_PROBLEM DESCRIPTION:_
Transcribe exactly the line that contains "Shelf-audit tool: tag the stone" and every line after it to the end of the entries, and nothing more.
Start of MATERIAL SUPPLIED
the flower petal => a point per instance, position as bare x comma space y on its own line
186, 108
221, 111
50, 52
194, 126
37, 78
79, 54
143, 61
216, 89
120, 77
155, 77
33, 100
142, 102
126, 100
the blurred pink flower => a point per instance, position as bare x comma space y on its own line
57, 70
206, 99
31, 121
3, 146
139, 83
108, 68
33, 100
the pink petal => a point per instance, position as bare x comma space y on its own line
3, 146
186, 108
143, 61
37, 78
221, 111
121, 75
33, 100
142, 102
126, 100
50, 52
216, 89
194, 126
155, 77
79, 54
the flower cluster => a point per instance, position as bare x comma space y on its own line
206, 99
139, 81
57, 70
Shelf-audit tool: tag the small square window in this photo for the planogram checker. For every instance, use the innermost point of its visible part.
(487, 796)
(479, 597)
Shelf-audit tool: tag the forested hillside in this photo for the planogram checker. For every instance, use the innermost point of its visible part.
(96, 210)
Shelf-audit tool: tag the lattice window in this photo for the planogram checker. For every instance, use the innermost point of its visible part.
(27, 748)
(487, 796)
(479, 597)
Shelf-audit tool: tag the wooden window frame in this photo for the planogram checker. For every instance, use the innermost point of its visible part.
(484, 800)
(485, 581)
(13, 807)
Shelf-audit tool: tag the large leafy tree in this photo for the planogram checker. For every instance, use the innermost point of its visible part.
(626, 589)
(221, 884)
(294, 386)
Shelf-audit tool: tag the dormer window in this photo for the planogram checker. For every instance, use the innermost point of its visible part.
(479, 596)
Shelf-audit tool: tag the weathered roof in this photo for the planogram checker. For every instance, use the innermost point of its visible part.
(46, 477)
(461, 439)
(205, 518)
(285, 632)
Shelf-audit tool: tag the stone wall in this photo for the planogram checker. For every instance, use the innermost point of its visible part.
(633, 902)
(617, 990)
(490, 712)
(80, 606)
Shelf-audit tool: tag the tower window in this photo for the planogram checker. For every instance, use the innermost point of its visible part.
End of MATERIAL SUPPLIED
_RESPONSE AREA:_
Shelf-audit tool: tag the stone wall in this photo for the planogram checker. For every instance, use the innermost point of its visible part.
(633, 902)
(617, 990)
(490, 712)
(80, 606)
Shelf-audit tool: tag the tower window in this photo for the planogram checker. For every instance, use the innermost point of its visible part.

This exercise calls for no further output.